Text under study |
*** Block opens ***
Configure your MLX-compatible server as a provider in config/ai/providers.json:

{
  "providers": {
    "lm-studio": {
      "dialect": "openai_compatible",
      "baseUrl": "http://127.0.0.1:1234/v1",
      "auth": { "type": "none" }
    }
  }
}

Then add models to config/ai/models.json and activate them with the CLI.

Adding a HuggingFace Model Manually

  1. Find a GGUF model on HuggingFace (e.g., unsloth/Qwen3-VL-30B-A3B-Instruct-GGUF)

  2. Add to models.json:

"llama-cpp:qwen3-vl-30b-a3b-instruct-gguf-q4-k-xl": {
  "name": "Qwen3 VL 30B A3B Instruct (Q4_K_XL)",
  "provider": "llama-cpp",
  "providerModel": "unsloth/Qwen3-VL-30B-A3B-Instruct-GGUF:Q4_K_XL",
  "capabilities": {
    "modalities": { "input": ["text", "image"], "output": ["text"] },
    "streaming": true,
    "tools": true,
    "contextWindow": 262144
  }
}
  1. Activate it:
eclaire model activate --backend llama-cpp:qwen3-vl-30b-a3b-instruct-gguf-q4-k-xl

Adding an OpenRouter Model Manually

  1. Find the model on OpenRouter (e.g., qwen/qwen3-vl-30b-a3b-instruct)
*** Block closes ***
Data under study |
*** Block opens ***
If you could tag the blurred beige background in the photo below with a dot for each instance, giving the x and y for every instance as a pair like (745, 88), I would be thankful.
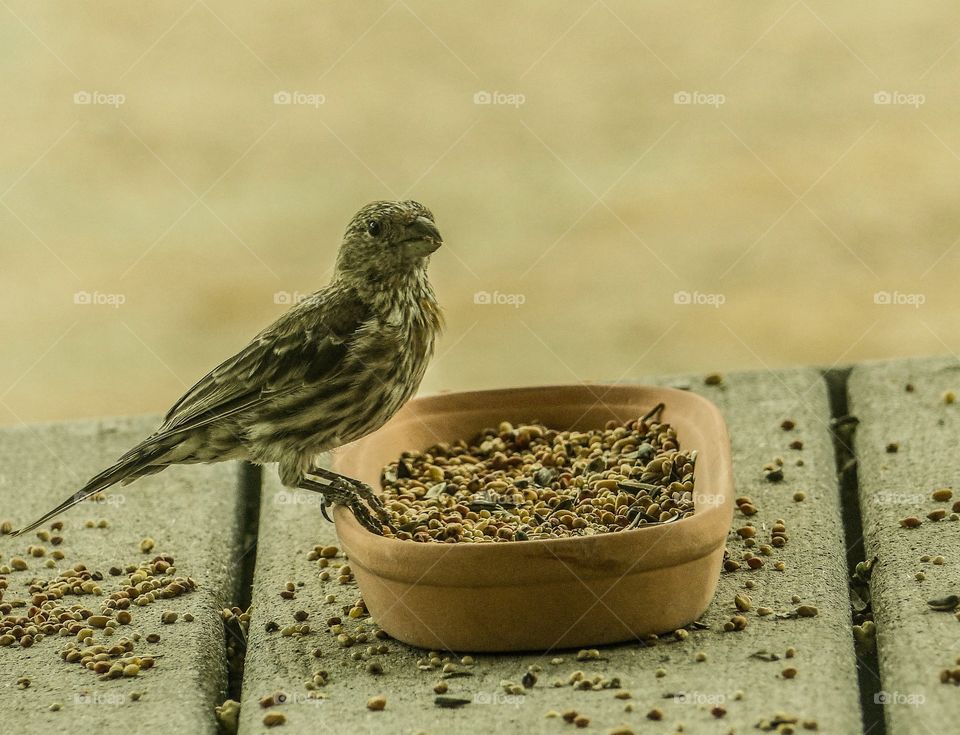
(778, 165)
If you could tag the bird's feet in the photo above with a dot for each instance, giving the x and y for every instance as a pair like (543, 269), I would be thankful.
(342, 491)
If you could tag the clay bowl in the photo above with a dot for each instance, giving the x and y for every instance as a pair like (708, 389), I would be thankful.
(557, 593)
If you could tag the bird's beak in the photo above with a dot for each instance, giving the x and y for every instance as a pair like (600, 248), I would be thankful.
(422, 237)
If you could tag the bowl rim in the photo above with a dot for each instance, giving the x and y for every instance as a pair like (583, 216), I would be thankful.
(603, 555)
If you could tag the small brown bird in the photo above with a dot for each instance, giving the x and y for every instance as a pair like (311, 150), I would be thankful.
(332, 369)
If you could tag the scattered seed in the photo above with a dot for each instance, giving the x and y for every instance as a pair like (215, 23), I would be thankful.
(272, 719)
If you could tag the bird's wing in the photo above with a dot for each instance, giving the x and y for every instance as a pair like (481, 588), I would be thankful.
(304, 346)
*** Block closes ***
What to work on |
1 - Print the part of the model setup text that opens with the words containing "Then add models" and closes with "HuggingFace (e.g., unsloth/Qwen3-VL-30B-A3B-Instruct-GGUF)".
2 - In the model setup text, turn the JSON block beginning "llama-cpp:qwen3-vl-30b-a3b-instruct-gguf-q4-k-xl" into a bulleted list of its settings.
3 - Name each field that sits directly inside the "capabilities" object in the model setup text.

Exercise answers |
1 -
Then add models to config/ai/models.json and activate them with the CLI.

Adding a HuggingFace Model Manually

  1. Find a GGUF model on HuggingFace (e.g., unsloth/Qwen3-VL-30B-A3B-Instruct-GGUF)

2 -
- Model key: llama-cpp:qwen3-vl-30b-a3b-instruct-gguf-q4-k-xl
- Name: Qwen3 VL 30B A3B Instruct (Q4_K_XL)
- Provider: llama-cpp
- Provider model: unsloth/Qwen3-VL-30B-A3B-Instruct-GGUF:Q4_K_XL
- Input modalities: text and image
- Output modality: text
- Streaming: true
- Tools: true
- Context window: 262144

3 -
- modalities
- streaming
- tools
- contextWindow